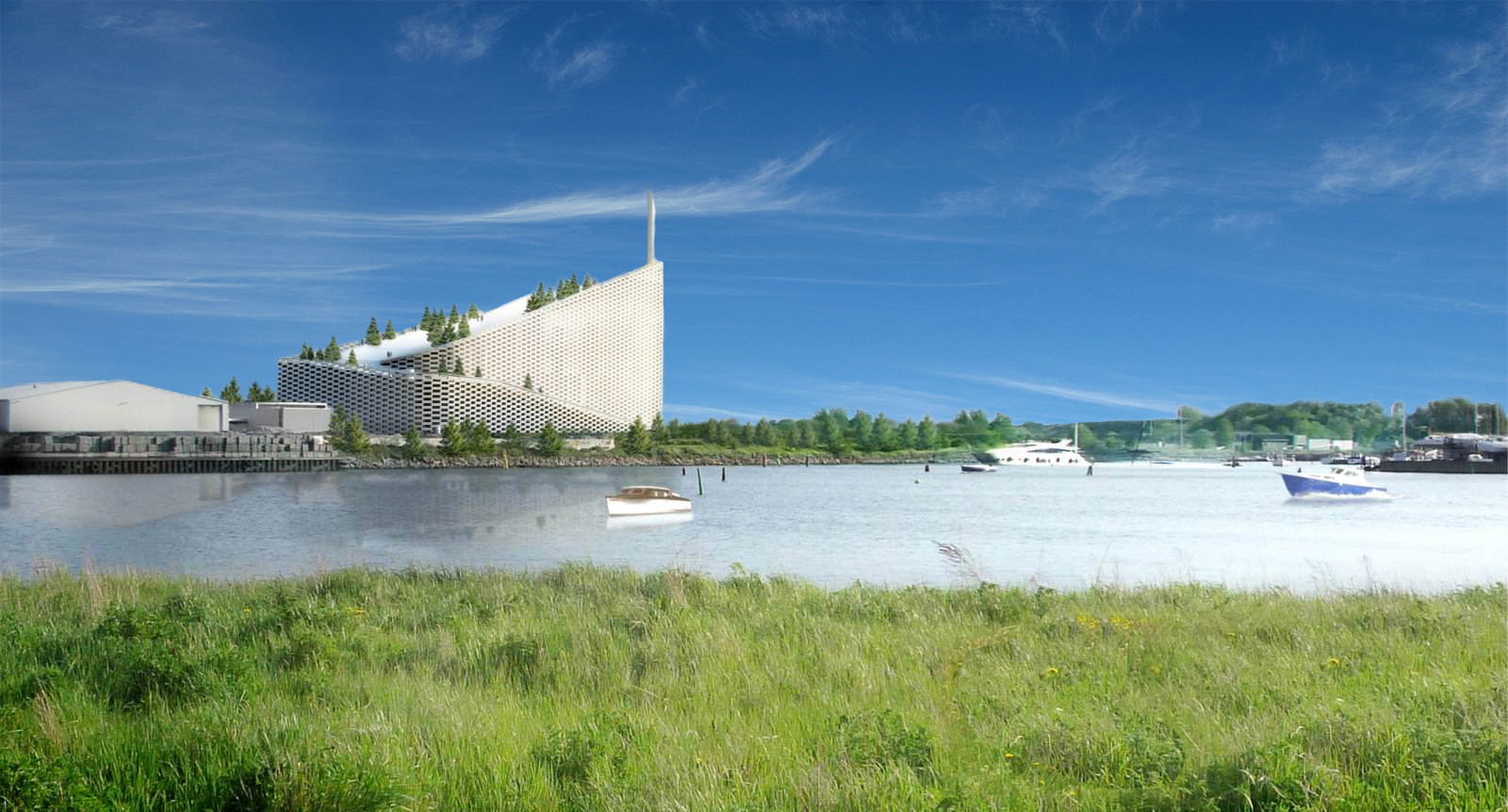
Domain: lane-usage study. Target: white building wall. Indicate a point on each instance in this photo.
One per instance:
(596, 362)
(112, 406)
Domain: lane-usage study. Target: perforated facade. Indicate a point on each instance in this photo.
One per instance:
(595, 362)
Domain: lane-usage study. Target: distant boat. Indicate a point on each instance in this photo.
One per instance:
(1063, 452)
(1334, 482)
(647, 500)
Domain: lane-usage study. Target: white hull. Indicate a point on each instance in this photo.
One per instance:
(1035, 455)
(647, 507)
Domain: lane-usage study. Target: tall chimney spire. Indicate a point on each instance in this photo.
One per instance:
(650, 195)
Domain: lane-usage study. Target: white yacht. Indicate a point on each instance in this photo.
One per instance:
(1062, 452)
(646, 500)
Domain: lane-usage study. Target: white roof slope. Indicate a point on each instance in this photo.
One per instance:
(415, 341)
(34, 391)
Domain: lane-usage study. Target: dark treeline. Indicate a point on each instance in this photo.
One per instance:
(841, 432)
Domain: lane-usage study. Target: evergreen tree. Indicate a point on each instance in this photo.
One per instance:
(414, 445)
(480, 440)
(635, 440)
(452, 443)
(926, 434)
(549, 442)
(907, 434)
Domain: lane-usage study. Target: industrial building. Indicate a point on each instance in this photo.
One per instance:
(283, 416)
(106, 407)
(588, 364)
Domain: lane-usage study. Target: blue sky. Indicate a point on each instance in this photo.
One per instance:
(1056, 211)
────────
Rewrite all of the data above, changing "lane-usage study" to "traffic survey" wherever it occurs and leaving every other line as it is. Omit the pictures.

Domain: traffic survey. Target: white building wall. Indicate a point on each instance in this photo.
One per instance:
(596, 362)
(112, 406)
Domain: traffic survey. Target: perforated facade. Indicate a point on each instance in this photo.
One per instance:
(595, 362)
Domain: traffic survey. Target: distant boat. Indicate a point on each instance in this photo.
One per instance:
(1063, 452)
(1334, 482)
(647, 500)
Domain: traffic survey. Target: white hull. Indicate a point on each instance in this photo.
One per instance:
(1035, 455)
(647, 507)
Domain: traffic survey. Target: tall chimney spire. Indicate a point on each instance in this photo.
One per instance:
(650, 195)
Domain: traffic survey. Target: white yacht. Indicate a point on each instance in this photo.
One per instance:
(1062, 452)
(646, 500)
Domain: traffic survey. Target: white roof slope. Indicate a point on each instance in this photo.
One per instance:
(415, 341)
(34, 391)
Domain: traffic survey. Target: dark treeline. Indicate a point on each instance in this photo.
One per instance:
(841, 432)
Domain: traffic survey. Target: evergreen tree. Indicate a point on each instance in this photo.
One per instance:
(414, 445)
(480, 440)
(635, 440)
(452, 443)
(926, 434)
(549, 442)
(907, 434)
Domain: traffic survey. Target: industrial building. Indicate a point on each instance in this photo.
One per instance:
(283, 416)
(106, 407)
(588, 364)
Domain: traffic survey. Target: blue sky. Indicate a point on each instance in this photo.
One per instance:
(1056, 211)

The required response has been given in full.